-- Start of Dataset records --

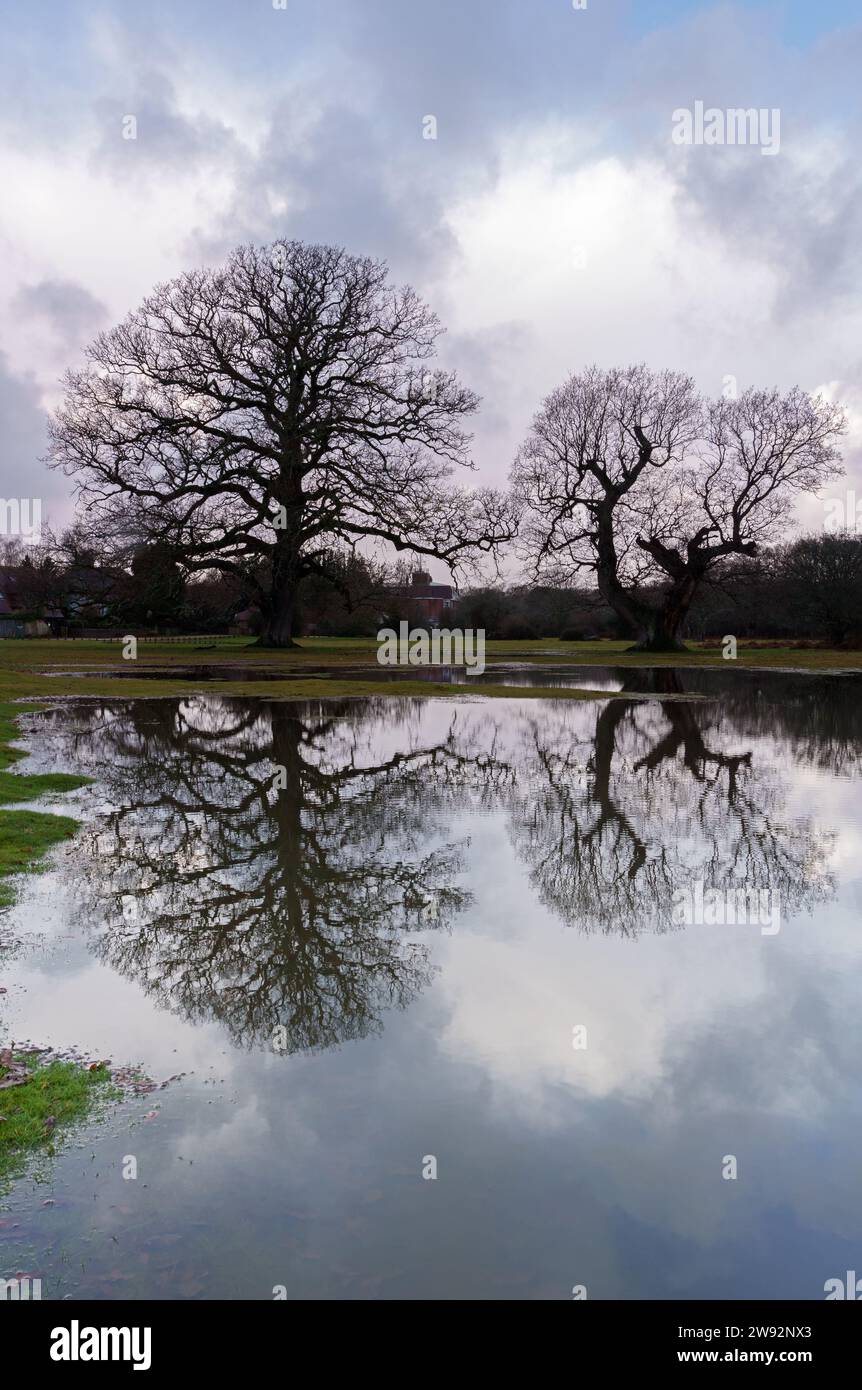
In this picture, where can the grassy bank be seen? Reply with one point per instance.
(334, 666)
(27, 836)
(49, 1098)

-- End of Dataset records --
-- Start of Dataset records --

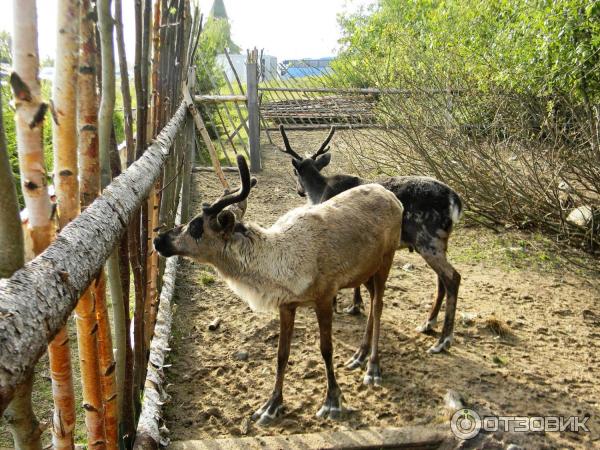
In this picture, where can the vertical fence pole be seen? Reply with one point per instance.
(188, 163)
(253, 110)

-- End of Dataset records --

Pull out each row above containing the string "point". The match must respect case.

* Output of the exercise:
In this picture, where can the grassy bank be seen? Reply with one point per instance.
In this picture, where can the vertical fence pole be seen? Reply with one point per instance.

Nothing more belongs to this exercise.